A cracked blue window pane above the front door at St. Francis has intentionally been left unrepaired since someone shot a gun at the church in the 1960s, a pointed reminder of the struggles faced by the Franciscans and the parishioners. Memories of those times are hard for some people to leave behind, said several parishioners.

Georgette Griffin said, “We’re always talking about bridging the gap, but I don’t see people putting forth the effort.”

Father Plata described the sentiments within the two parishes toward each other as “not exactly a division, but more that people are more comfortable in their own cultures.”

Immaculate Heart parishioner Dave Becker is among those who recognized that while the two churches have quite different cultures, they will need more and more consolidation if the Catholic presence in Greenwood is to survive.

Megachurch in Coppell

About 450 miles to the west of Greenwood and 180 degrees around the spectrum of parish size, Father Henry Petter is pastor of St. Ann Church in Coppell, Texas, where he’s assisted by two parochial vicars, three permanent deacons and a paid staff of about 60 full-time and 30 to 40 part-time workers. Their Catholic megachurch is home to 30,000 people. It has no school, but the religious education program serves 2,500 young people. A recent volunteer dinner was attended by 560 people.

(Saved entries)
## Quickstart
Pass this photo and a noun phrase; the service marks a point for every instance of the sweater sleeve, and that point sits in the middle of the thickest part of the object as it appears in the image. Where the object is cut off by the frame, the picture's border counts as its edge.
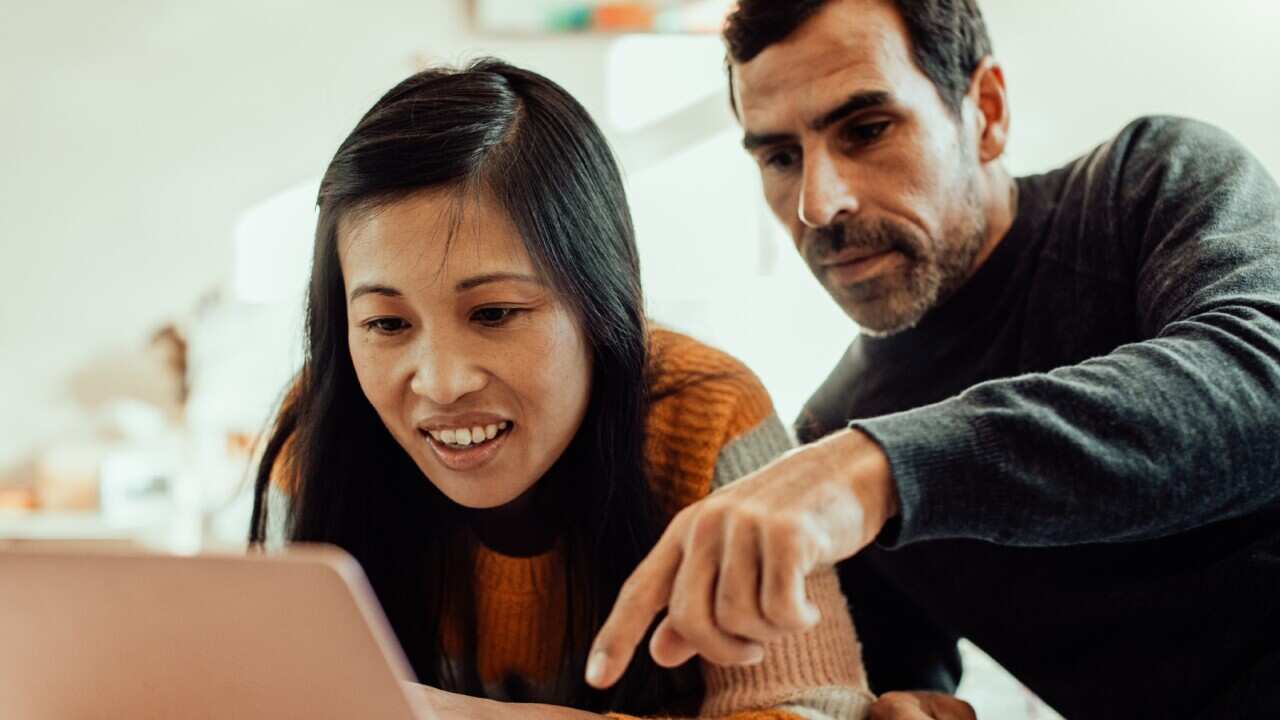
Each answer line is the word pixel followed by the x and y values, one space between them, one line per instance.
pixel 812 675
pixel 1157 437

REQUIRED ACTIONS:
(A) Reproduce the part of the article on the parishes between "About 450 miles" and "by 560 people.", inclusive.
(B) In the article on the parishes, how many people attended the recent volunteer dinner at St. Ann Church in Coppell?
(C) Extend the article on the Greenwood and Coppell parishes, starting after its last sentence.

ANSWERS BELOW:
(A)
About 450 miles to the west of Greenwood and 180 degrees around the spectrum of parish size, Father Henry Petter is pastor of St. Ann Church in Coppell, Texas, where he’s assisted by two parochial vicars, three permanent deacons and a paid staff of about 60 full-time and 30 to 40 part-time workers. Their Catholic megachurch is home to 30,000 people. It has no school, but the religious education program serves 2,500 young people. A recent volunteer dinner was attended by 560 people.

(B) 560 people.

(C)
It’s a big, complicated place to operate, Father Petter said. But the size ensures that 30,000 people in the fast-growing Dallas suburbs have a vibrant parish with 100 different ministries. That likely would not be the case if instead the diocese had built three or four more traditionally sized churches which may not have been able to count on even one priest to staff them.

Father Petter said a parish of St. Ann’s size works because there are good directors of ministries.

“It’s a big operation,” he said, adding that he “can’t keep on top of all of them. I meet with my directors regularly … and once a month we have an all-staff meeting, at least for full-time staff.”

Protestants, especially in high-growth areas of Texas, are accustomed to megachurches, but Father Petter said the model can work well for Catholic parishes as well, if done right. It takes strong finances – St. Ann’s budget last year was about $7 million – in addition to lots of paid staff and volunteers.

The sheer numbers of St. Ann’s ministries are staggering: a parish carnival weekend that needed 2,000 volunteers; 600 first Communions, carried out over six separate Masses; 450 eighth graders being confirmed.

“Everything about our parish, there’s nothing small about it,” Father Petter said.

“You can get lost in a megachurch,” he acknowledged. “The reality is you have a lot of people who just go to church on Sunday and go back home. The challenge is to get as many people engaged as you can.”

The most apparently traditional of the parishes visited by CNS is the Church of the Sacred Heart in South Plainfield, New Jersey. At least it looks that way from the outside. There, Father John Alvarado ministers not far from where he was born and raised.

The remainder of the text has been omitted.